## What to do:
Turn the material below into a JSON list of strings, one string per line, with blank lines omitted.

## Supplied records:
----
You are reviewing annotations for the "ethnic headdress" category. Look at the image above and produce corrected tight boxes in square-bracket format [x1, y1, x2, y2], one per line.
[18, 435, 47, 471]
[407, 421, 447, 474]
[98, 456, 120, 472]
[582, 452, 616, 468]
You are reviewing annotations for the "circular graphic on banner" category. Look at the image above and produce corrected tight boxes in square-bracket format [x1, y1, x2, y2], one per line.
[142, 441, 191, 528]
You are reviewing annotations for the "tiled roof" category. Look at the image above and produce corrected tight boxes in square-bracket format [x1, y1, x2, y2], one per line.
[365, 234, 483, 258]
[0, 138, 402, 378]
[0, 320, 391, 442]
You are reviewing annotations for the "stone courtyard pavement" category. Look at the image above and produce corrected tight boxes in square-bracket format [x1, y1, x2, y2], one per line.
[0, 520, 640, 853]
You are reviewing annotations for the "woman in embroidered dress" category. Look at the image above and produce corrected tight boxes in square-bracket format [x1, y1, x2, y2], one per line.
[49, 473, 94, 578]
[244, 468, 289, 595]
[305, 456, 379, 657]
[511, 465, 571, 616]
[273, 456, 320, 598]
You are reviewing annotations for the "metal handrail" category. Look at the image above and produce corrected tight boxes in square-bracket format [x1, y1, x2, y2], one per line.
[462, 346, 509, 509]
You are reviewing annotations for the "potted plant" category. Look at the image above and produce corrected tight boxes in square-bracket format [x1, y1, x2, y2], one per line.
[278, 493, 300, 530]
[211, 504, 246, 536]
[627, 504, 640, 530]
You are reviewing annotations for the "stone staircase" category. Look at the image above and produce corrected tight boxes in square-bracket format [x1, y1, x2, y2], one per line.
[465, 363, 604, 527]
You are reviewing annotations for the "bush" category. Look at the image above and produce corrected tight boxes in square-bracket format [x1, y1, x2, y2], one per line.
----
## Solution:
[
  "You are reviewing annotations for the \"ethnic headdress\" category. Look at the image above and produce corrected tight boxes in square-bracket format [x1, y1, x2, y2], one per line.",
  "[18, 435, 47, 471]",
  "[407, 421, 447, 474]",
  "[98, 456, 120, 472]",
  "[582, 452, 616, 468]",
  "You are reviewing annotations for the \"circular graphic on banner\" category. Look at the image above and produce corrected tight boxes in square-bracket format [x1, y1, x2, y2], one per line.",
  "[142, 441, 191, 528]",
  "You are reviewing annotations for the \"tiled roof\" category. Look at the image above and produce corrected tight boxes in square-bracket format [x1, y1, x2, y2], one per line.",
  "[365, 234, 483, 258]",
  "[0, 138, 402, 378]",
  "[0, 320, 391, 442]",
  "You are reviewing annotations for the \"stone courtyard pavement\" category. Look at the image above and produce corrected tight boxes in square-bracket format [x1, y1, x2, y2], one per line.",
  "[0, 520, 640, 853]",
  "You are reviewing annotations for the \"woman in embroidered dress\" category. Look at the image above and produce corrected tight boxes in square-bracket format [x1, y1, x2, y2], one per line.",
  "[49, 473, 94, 578]",
  "[244, 468, 289, 595]",
  "[305, 456, 379, 657]",
  "[511, 465, 571, 616]",
  "[273, 456, 320, 598]",
  "You are reviewing annotations for the \"metal handrail\" category. Look at the image above and produce corrected tight boxes in square-bracket format [x1, y1, x2, y2], one per line.",
  "[462, 346, 509, 509]",
  "You are reviewing annotations for the \"potted plant\" category. Look at the image above and produce corrected tight boxes in square-bracket format [x1, y1, x2, y2], one per line.",
  "[278, 493, 300, 530]",
  "[211, 504, 246, 536]",
  "[627, 504, 640, 530]",
  "You are reviewing annotations for the \"stone staircase\" category. Look at the image above and produce corrected tight boxes in square-bracket format [x1, y1, x2, y2], one per line.",
  "[465, 363, 604, 527]",
  "You are reviewing annotations for the \"bush\" category. Look at the image above and produce corrected tight boxes in square-bracket format [x1, y1, x2, y2], one per line."
]